Глава 2. Воля к власти как общество и индивидуум

1. Общество и государство

250. Принцип: лишь отдельные из людей чувствуют себя ответственными. Для того и изобретены людские множества, чтобы делать вещи, на которые у отдельного человека не хватает духу. — Именно поэтому все общинные образования, все общества во сто крат откровеннее и поучительней свидетельствуют о сущности человека, нежели индивидуум, который слишком слаб, чтобы найти в себе мужество для своих вожделений.

Весь «альтруизм» на поверку оборачивается житейской мудростью частного лица: общества же по отношению друг к другу отнюдь не «альтруистичны»… Заповедь любви к ближнему еще ни разу не была расширена до заповеди любви к соседям. В гораздо большей мере здесь все еще справедливо то, что записано в законах Ману: «Во всех прилегающих к нам царствах, а также в их союзниках, мы должны видеть наших врагов. По этой же самой причине нам следует считать, что соседи их настроены к нам дружественно».

Потому и столь неоценимо изучение общества, что человек как общество гораздо наивней, нежели человек как «единичность». — Общество никогда не понимало «добродетель» иначе, как средство силы, власти, порядка.

Как бесхитростно и с достоинством сказано в законах Ману: «Одной только собственной силой добродетели трудно было бы утвердиться. В сущности, единственное, что держит человека в границах и позволяет каждому спокойно оставаться при своем добре, — это страх».

※ ※ ※

» СПИСОК ЗАДАНИЙ:
(1) Что, по словам законов Ману в отрывке об обществе и государстве, держит человека в границах?
(2) Перечислите всё, средством чего, согласно отрывку об обществе и государстве, общество понимало «добродетель».
(3) Допишите рассуждение об обществе и государстве, продолжив его сразу после последней фразы.

» ИСХОДНЫЕ ДАННЫЕ:
※ ※ ※

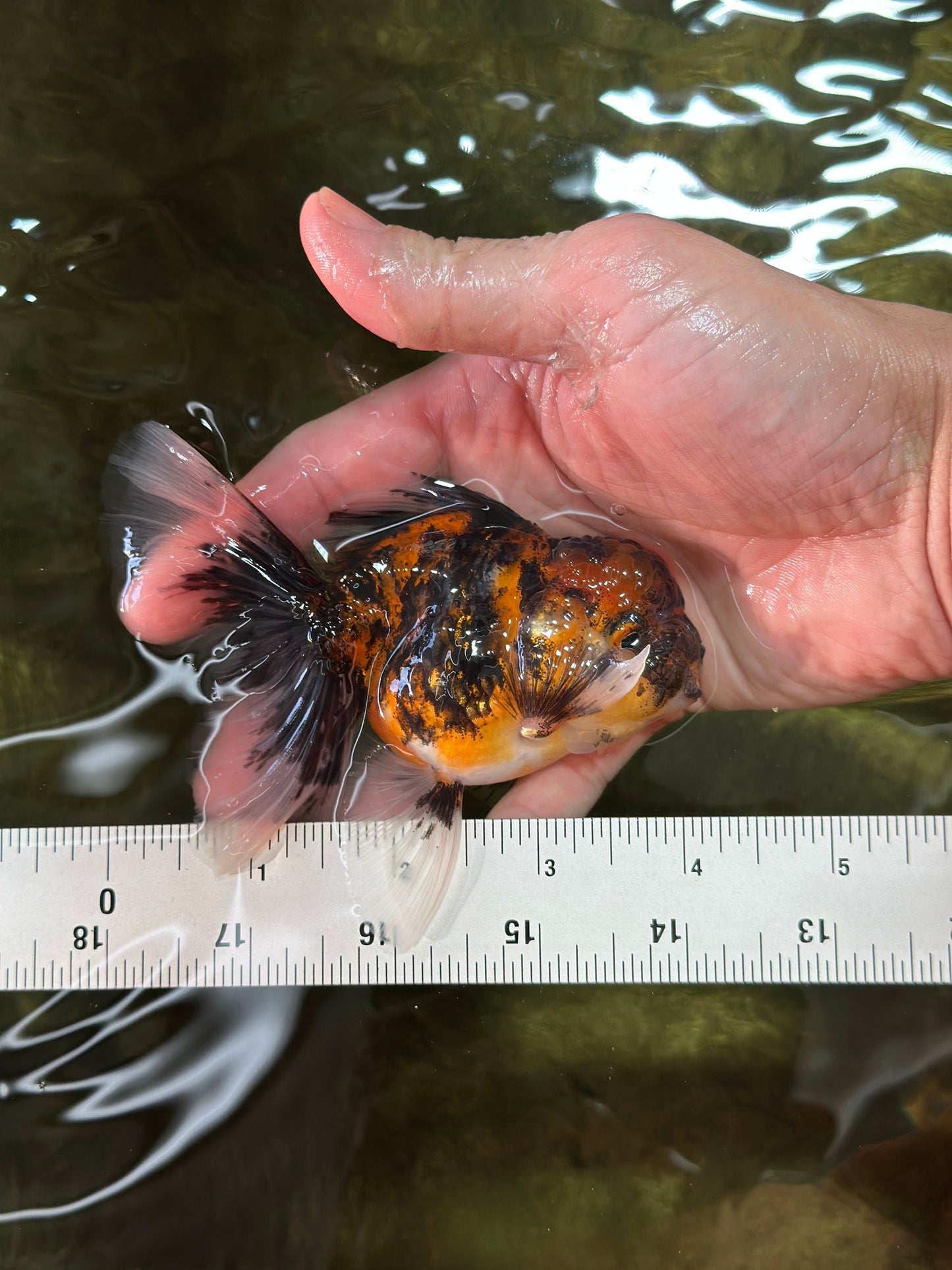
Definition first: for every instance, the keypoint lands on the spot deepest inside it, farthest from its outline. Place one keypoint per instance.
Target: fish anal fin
(403, 852)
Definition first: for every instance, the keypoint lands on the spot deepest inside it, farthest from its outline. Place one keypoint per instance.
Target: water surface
(154, 168)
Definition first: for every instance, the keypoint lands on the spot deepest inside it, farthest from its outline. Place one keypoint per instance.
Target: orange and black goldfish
(431, 642)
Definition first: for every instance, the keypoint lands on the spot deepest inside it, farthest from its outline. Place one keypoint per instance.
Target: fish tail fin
(205, 571)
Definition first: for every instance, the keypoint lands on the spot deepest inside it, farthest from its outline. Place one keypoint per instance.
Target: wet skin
(786, 446)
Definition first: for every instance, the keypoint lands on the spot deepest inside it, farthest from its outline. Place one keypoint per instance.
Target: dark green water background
(154, 159)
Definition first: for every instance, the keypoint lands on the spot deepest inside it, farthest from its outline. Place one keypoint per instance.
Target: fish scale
(739, 900)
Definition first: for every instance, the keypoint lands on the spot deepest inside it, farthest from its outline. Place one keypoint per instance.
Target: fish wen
(431, 639)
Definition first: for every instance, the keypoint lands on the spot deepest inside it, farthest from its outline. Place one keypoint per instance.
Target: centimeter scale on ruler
(768, 900)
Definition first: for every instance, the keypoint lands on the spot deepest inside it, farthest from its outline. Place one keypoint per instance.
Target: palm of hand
(750, 424)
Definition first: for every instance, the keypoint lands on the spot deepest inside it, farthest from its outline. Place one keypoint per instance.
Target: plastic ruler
(777, 900)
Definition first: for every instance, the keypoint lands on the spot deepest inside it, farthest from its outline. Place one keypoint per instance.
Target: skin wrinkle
(696, 457)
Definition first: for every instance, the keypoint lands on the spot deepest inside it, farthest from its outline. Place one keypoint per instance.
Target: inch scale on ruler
(768, 900)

※ ※ ※

» ОТВЕТЫ ПО НОМЕРАМ:
(1) Страх.

(2) Силы, власти, порядка.

(3)
251. Государство или организованная аморальность… внутри себя: как полиция, уголовное право, сословия, торговля, семья; вовне себя: как воля к могуществу, к войне, к захватам, к мести.

Как достигается, что государство делает уйму вещей, на которые отдельный человек никогда бы не сподобился? Через разделение ответственности — приказа и его исполнения — через прокладывание между ними добродетелей послушания, долга, любви к отчизне и к правителям, через поддержание гордости, строгости, силы, ненависти, мести, — короче, всех тех типических черт, которые стадному типу противоречат…

252. У всех вас не хватит духу убить человека, или хотя бы исхлестать бичом, или — да что угодно… но в государстве неимоверное безумие подминает под себя отдельного человека и вынуждает его отвергать свою ответственность за то, что он делает (долг послушания, присяга и т. д.).

— Все, что человек делает на службе государству, претит его природе.

— равно как и то, чему он учится в виду своей грядущей службы государству, так же претит его природе.

Разрешается же это разделением труда, так что никто не несет ответственности за все целиком:

законодатель — и тот, кто закон исполняет; прививающий дисциплину учитель — и те, кого эта дисциплина закалила до суровой строгости.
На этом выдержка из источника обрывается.